**Text passage:**
Five-year overall survival displayed using 4 (a), 8 (b), and 12 (c) weeks from diagnosis to surgery to divide the cohort. Blue curves represent patients where the time to surgery was below each timepoint with green showing those who waited longer than each chosen timepoint. No differences in long-term overall survival was seen (p = 0.397, p = 0.962, and p = 0.611, respectively)

Discussion

Through the alteration of the preoperative patient management, prehabilitation aims to reduce perioperative morbidity and promote rapid recovery following major surgery. Before application to oncological cases, clinicians and patients require reassurance that the potential limited extension of the time from diagnosis to curative surgery for patient optimisation does not compromise outcomes. As available reports are contradictory and contain mainly open cases [7,8,9], we aimed to investigate if there was an association between waiting times and long-term survival in patients that received exclusively laparoscopic surgery and enhanced recovery care which is currently advocated as best practice [11].

Stored data
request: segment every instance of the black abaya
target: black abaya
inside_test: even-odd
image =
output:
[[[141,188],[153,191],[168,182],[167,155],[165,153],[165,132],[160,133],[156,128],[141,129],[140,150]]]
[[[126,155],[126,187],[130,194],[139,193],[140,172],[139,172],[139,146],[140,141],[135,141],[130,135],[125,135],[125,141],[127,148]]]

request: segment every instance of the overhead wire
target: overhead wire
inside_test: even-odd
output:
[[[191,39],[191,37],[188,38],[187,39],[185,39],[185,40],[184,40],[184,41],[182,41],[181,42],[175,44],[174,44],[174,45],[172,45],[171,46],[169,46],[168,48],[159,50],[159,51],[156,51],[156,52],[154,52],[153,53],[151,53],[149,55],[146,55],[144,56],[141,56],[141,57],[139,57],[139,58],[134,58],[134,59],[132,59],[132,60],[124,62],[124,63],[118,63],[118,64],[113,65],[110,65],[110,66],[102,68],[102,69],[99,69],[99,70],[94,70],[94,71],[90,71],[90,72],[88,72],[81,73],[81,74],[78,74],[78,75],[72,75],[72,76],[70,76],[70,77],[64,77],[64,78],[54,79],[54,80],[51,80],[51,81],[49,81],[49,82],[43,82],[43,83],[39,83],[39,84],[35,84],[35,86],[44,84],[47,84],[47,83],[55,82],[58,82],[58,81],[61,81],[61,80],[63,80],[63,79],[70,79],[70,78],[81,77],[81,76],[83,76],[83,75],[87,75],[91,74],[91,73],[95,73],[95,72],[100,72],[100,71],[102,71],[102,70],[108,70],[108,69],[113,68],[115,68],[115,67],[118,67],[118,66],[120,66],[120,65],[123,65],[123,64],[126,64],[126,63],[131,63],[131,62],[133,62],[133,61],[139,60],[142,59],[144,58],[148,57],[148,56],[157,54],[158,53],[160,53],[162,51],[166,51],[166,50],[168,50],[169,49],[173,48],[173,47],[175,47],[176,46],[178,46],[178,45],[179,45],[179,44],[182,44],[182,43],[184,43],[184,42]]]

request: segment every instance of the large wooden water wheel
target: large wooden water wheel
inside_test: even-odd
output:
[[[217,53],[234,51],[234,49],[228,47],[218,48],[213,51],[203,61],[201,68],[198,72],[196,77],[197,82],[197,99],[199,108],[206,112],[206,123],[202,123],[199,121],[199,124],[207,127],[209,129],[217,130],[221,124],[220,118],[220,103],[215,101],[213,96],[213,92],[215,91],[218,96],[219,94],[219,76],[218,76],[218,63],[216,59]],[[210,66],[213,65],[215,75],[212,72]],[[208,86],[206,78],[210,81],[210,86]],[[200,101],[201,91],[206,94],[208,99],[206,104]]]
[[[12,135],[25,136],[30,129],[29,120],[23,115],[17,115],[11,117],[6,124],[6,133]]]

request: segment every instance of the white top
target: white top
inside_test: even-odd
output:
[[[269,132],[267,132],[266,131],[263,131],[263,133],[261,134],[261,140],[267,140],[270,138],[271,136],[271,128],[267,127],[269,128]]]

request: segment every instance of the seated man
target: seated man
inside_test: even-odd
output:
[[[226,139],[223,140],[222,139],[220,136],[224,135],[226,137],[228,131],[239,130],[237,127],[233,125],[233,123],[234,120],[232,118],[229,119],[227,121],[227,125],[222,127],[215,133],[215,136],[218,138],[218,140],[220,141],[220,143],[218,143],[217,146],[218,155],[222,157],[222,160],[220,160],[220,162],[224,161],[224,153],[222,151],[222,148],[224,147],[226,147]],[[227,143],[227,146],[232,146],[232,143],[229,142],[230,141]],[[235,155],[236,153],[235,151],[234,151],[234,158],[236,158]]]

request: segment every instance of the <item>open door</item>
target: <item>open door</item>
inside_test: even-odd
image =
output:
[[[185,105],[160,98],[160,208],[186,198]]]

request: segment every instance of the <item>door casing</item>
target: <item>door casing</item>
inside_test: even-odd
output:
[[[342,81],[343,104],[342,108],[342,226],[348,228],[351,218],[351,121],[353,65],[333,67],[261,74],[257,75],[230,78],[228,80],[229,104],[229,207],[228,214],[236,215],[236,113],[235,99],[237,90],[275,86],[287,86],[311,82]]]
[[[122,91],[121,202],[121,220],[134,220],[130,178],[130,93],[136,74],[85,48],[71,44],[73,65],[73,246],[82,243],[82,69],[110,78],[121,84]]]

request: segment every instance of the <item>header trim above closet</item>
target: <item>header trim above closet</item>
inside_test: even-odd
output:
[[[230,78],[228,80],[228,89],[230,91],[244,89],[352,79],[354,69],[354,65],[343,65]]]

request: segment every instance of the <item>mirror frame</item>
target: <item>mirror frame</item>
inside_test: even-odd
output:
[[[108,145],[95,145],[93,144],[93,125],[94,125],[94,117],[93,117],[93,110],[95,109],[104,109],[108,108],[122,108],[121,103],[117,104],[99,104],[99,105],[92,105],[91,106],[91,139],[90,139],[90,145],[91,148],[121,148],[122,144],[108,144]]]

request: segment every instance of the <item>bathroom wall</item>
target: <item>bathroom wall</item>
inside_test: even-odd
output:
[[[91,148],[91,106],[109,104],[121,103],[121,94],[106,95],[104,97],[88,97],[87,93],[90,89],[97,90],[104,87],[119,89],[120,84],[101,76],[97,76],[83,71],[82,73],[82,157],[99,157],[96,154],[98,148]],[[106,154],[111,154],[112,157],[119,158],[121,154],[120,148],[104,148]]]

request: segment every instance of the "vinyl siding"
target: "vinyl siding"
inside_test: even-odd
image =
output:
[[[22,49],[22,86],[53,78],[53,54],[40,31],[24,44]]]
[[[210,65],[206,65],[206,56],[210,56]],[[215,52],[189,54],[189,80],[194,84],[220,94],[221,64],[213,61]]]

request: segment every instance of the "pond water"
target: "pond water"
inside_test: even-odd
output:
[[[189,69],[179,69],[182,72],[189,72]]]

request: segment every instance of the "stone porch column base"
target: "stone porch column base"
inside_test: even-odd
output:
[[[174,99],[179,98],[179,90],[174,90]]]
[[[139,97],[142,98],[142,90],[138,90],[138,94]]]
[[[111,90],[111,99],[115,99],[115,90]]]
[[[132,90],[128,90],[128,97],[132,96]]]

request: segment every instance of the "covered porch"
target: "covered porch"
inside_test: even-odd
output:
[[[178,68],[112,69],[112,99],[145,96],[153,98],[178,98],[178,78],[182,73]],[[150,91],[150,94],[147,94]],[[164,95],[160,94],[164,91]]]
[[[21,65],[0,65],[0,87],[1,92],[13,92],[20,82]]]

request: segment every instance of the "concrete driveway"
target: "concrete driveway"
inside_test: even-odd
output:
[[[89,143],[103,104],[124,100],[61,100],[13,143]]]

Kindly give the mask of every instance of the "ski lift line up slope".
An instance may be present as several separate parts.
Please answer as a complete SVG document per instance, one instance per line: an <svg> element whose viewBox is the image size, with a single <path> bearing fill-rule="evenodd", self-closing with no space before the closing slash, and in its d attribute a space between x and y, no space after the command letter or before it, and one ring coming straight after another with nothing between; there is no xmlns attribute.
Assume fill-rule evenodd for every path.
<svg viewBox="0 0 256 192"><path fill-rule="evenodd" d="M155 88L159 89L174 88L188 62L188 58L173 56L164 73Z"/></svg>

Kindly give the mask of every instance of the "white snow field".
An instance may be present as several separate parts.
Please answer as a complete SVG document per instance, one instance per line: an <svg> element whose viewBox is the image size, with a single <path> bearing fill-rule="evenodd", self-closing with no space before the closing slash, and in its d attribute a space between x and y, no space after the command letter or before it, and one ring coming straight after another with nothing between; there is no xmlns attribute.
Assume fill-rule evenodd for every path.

**Work task A:** Rewrite the survival study text starting at "Five-year overall survival" and ending at "and p = 0.611, respectively)", replacing "green" with "orange".
**Work task B:** In the survival study text, what does prehabilitation aim to do?
**Work task C:** Continue the survival study text from where it stops.

**Response box A:**
Five-year overall survival displayed using 4 (a), 8 (b), and 12 (c) weeks from diagnosis to surgery to divide the cohort. Blue curves represent patients where the time to surgery was below each timepoint with orange showing those who waited longer than each chosen timepoint. No differences in long-term overall survival was seen (p = 0.397, p = 0.962, and p = 0.611, respectively)

**Response box B:** It aims to reduce perioperative morbidity and promote rapid recovery following major surgery.

**Response box C:**
This exploratory analysis utilising a large, prospective, mature cohort that did not receive any formal prehabilitation interventions did not identify any difference in short- or long-term outcomes including when patients were dichotomised by 1-, 2- or 3-month periods. This suggests that, where indicated, clinical cancer pathways could safely evolve to incorporate patient optimisation and prehabilitation programmes. Patient focused perioperative medicine based upon a personalised risk stratification presents a logical care evolution rather than non-evidenced based inflexible time-based pathways [3].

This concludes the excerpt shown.